== WHAT THIS TASK INVOLVES ==
Return each line of the records below that contains the word "lamp".

* * *

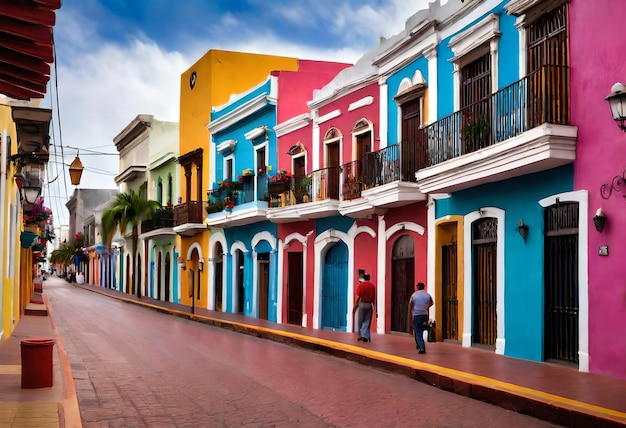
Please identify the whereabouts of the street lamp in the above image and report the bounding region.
[70,153,83,186]
[21,167,41,204]
[605,82,626,132]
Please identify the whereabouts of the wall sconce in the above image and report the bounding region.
[517,218,528,242]
[69,153,84,186]
[593,208,607,233]
[605,82,626,132]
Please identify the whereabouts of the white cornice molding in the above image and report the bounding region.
[348,95,374,111]
[314,109,341,124]
[448,13,501,62]
[308,74,378,110]
[207,93,270,134]
[243,125,267,141]
[148,152,178,170]
[215,140,237,155]
[274,113,311,137]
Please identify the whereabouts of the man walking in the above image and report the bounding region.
[352,273,376,342]
[409,282,433,354]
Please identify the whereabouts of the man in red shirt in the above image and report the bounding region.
[352,273,376,342]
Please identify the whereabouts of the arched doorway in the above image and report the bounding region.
[391,235,415,333]
[257,253,270,320]
[320,242,348,331]
[213,242,224,312]
[135,254,142,296]
[472,218,498,348]
[163,253,172,302]
[124,254,130,293]
[156,251,163,300]
[233,250,246,314]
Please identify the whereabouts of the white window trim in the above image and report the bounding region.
[448,13,502,111]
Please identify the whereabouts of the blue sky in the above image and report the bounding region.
[42,0,432,224]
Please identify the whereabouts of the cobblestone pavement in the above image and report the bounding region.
[46,281,555,428]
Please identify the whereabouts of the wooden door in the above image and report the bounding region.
[398,97,422,181]
[543,202,579,364]
[235,250,245,314]
[163,253,172,302]
[441,242,459,340]
[287,251,304,325]
[320,242,348,331]
[472,218,498,348]
[257,253,270,320]
[326,141,341,199]
[213,244,224,312]
[391,235,415,333]
[156,251,163,300]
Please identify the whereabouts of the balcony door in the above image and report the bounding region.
[326,140,340,199]
[460,52,492,154]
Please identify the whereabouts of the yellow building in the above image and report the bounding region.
[174,50,298,309]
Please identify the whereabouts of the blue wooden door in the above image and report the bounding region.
[321,242,348,331]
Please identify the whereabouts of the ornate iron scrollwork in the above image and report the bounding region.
[600,169,626,199]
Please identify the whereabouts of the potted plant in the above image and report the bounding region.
[461,115,491,154]
[294,176,313,203]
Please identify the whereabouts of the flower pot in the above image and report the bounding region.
[267,180,289,195]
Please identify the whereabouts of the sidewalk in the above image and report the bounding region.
[74,284,626,427]
[0,286,82,428]
[0,284,626,428]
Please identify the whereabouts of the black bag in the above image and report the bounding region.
[428,321,437,342]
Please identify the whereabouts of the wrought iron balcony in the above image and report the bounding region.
[141,208,174,233]
[174,201,205,227]
[419,65,570,166]
[416,65,578,193]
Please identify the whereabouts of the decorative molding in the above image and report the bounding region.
[314,109,341,124]
[206,93,270,134]
[448,13,502,62]
[215,140,237,155]
[348,95,374,111]
[243,125,267,141]
[274,113,311,137]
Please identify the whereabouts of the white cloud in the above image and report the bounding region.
[46,0,434,224]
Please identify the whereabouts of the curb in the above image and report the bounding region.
[76,285,626,428]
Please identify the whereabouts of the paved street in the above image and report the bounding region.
[46,280,554,428]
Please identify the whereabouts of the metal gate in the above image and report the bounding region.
[472,218,498,346]
[544,202,578,364]
[441,242,459,340]
[321,242,348,331]
[287,251,303,325]
[391,235,415,333]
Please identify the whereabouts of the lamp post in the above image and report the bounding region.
[605,82,626,132]
[70,153,84,186]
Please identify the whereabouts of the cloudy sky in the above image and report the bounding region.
[42,0,434,224]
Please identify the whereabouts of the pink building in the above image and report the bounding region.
[569,0,626,379]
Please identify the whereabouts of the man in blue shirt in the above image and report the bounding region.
[409,282,433,354]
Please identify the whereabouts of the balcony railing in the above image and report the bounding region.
[174,201,206,226]
[341,160,364,200]
[141,208,174,233]
[418,65,570,166]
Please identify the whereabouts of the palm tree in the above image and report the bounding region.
[101,187,161,297]
[50,233,85,280]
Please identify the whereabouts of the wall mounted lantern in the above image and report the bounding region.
[593,208,607,233]
[605,82,626,132]
[517,219,528,242]
[21,165,41,204]
[70,153,84,186]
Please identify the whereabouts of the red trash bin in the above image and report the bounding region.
[20,338,54,389]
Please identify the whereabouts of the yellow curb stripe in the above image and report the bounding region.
[0,364,22,375]
[83,284,626,423]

* * *

== EXERCISE SOLUTION ==
Please identify the whereabouts of the street lamp in the above image and report the bounding region.
Please identify the whereabouts of the lamp post in the above image and report the bounding region.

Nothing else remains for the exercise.